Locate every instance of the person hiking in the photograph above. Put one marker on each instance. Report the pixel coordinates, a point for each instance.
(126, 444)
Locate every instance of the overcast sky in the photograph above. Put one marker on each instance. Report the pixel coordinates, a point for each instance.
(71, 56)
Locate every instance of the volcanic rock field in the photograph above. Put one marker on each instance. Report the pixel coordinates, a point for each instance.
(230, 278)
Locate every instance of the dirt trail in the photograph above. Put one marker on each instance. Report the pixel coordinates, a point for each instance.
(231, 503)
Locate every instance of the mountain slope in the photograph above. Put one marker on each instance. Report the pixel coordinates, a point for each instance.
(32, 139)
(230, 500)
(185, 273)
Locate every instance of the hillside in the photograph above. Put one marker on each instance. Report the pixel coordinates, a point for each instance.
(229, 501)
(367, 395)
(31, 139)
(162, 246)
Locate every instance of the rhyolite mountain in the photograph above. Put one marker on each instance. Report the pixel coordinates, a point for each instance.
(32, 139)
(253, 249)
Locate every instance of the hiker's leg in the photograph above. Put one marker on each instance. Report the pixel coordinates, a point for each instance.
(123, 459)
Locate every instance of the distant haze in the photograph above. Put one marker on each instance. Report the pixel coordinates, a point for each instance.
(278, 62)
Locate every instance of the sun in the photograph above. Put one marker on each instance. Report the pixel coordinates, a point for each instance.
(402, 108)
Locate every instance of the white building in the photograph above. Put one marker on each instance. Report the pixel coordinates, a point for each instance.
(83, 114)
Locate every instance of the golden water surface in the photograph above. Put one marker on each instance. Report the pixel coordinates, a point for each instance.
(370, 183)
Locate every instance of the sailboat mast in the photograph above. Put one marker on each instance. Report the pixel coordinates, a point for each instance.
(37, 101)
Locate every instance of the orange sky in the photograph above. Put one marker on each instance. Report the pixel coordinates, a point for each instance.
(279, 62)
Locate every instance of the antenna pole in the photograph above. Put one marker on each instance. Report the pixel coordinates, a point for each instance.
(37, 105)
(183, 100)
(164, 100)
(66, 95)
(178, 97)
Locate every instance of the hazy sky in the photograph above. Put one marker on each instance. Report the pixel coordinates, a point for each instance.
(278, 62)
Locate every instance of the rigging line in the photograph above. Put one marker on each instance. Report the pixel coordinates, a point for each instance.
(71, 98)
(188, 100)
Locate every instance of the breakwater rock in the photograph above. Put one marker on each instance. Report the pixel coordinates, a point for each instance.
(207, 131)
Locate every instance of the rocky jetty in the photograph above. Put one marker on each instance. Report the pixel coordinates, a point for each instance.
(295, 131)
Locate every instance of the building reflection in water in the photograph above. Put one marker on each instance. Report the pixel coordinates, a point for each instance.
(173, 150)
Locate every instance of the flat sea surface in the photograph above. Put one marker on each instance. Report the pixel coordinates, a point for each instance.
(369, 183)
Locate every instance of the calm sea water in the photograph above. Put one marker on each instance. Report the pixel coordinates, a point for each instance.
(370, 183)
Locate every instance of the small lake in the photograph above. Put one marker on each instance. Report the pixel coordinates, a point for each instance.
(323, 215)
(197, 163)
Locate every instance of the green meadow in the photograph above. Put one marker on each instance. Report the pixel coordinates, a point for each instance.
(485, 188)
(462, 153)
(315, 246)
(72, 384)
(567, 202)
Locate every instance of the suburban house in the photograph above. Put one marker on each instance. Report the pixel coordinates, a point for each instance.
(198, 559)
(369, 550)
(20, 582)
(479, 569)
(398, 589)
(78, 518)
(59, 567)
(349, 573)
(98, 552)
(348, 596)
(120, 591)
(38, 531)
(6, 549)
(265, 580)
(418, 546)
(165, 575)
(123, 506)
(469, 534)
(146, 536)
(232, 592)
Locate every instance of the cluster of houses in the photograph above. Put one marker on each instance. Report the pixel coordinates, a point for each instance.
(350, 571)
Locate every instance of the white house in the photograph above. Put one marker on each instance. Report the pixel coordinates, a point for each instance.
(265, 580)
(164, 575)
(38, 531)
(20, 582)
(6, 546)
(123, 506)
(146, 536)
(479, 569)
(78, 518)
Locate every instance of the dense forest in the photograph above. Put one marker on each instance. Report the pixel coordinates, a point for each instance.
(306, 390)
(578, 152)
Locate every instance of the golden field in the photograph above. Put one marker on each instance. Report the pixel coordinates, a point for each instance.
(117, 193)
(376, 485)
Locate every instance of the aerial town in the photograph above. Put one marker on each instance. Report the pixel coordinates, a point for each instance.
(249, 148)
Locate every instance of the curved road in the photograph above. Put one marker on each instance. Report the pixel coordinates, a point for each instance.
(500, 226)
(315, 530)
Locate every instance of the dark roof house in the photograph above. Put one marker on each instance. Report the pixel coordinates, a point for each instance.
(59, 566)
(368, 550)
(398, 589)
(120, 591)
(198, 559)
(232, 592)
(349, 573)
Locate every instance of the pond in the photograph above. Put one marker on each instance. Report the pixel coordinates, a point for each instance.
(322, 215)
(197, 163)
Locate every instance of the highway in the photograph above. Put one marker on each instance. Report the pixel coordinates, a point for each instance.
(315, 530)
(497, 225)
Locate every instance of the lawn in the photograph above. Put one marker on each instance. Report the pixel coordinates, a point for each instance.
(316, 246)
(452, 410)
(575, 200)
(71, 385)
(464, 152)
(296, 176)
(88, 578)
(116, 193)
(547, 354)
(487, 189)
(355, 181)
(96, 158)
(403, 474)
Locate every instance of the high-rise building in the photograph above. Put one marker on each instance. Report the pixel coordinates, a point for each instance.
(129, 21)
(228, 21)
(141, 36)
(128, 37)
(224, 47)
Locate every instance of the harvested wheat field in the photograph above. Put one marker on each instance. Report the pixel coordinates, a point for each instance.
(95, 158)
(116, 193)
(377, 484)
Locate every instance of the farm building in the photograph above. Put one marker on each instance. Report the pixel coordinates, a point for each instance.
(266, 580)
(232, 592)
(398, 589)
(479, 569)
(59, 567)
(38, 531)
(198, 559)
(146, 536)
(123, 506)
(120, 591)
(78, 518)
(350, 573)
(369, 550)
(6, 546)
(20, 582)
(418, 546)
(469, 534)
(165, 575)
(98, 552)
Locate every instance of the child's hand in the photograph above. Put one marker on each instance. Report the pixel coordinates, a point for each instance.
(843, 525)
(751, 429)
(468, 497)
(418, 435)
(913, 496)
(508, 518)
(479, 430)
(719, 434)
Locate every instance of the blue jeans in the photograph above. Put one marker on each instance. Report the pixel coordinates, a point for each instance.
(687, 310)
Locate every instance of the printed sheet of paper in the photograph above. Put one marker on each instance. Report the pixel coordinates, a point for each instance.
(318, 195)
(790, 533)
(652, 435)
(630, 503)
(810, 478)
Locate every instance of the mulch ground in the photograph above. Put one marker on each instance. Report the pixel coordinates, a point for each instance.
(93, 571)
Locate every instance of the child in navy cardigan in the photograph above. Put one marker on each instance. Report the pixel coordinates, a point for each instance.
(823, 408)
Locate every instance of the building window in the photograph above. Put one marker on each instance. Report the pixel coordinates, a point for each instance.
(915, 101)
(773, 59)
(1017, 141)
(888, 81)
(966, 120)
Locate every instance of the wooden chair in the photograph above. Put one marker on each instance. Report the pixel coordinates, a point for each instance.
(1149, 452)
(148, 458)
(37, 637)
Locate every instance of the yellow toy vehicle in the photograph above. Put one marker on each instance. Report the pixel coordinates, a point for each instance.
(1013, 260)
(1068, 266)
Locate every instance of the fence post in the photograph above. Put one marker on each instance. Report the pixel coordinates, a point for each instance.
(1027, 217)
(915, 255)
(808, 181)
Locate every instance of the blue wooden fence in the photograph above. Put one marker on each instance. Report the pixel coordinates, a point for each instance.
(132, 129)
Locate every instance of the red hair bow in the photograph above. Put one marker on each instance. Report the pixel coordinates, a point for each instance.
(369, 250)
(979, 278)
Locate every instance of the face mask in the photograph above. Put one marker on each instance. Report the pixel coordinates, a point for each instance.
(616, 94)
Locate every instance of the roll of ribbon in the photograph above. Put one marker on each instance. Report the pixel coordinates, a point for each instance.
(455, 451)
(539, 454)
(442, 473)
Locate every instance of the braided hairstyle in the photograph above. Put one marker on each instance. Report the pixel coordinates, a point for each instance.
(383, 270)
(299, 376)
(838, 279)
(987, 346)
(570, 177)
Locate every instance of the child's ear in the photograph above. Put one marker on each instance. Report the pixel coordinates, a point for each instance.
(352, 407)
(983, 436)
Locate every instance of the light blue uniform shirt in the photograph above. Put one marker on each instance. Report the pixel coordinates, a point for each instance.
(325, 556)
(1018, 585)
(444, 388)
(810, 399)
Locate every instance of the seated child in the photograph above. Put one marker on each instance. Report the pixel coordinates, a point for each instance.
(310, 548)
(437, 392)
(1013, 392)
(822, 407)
________________________
Convert the entries above, from the line containing "Locate every instance of the face" through the last line, inclusive, into a numbered list with blank lines omitted.

1. Locate every instance of the face mask in the photograph above. Put one marker on each instance. Report the pixel coordinates, a point for each instance.
2. (616, 94)
3. Locate every instance of the roll of ribbon in the photograph above. Put one marker on each instance. Report the pixel coordinates, a point for each instance.
4. (455, 451)
5. (539, 454)
6. (442, 473)
7. Locate every instance of the braided hairstyle in the photograph above. Put one marker on each instance. Report the pixel coordinates, a point for each instance.
8. (383, 270)
9. (299, 376)
10. (838, 279)
11. (987, 346)
12. (570, 177)
13. Locate every instance of the child's ear in the photograph above. Put one marker on each instance. Report the pixel coordinates, a point for each instance.
14. (352, 407)
15. (983, 436)
16. Locate every instance of the light blue uniform shirt in the photograph above. Put one marker on each instance. Report the pixel coordinates, a point for each instance.
17. (325, 556)
18. (1018, 585)
19. (444, 388)
20. (810, 399)
21. Locate every instance of the seated child in the photograph above. Put one marker on each instance. Report the pixel coordinates, a point for each instance.
22. (310, 548)
23. (437, 392)
24. (1013, 392)
25. (822, 407)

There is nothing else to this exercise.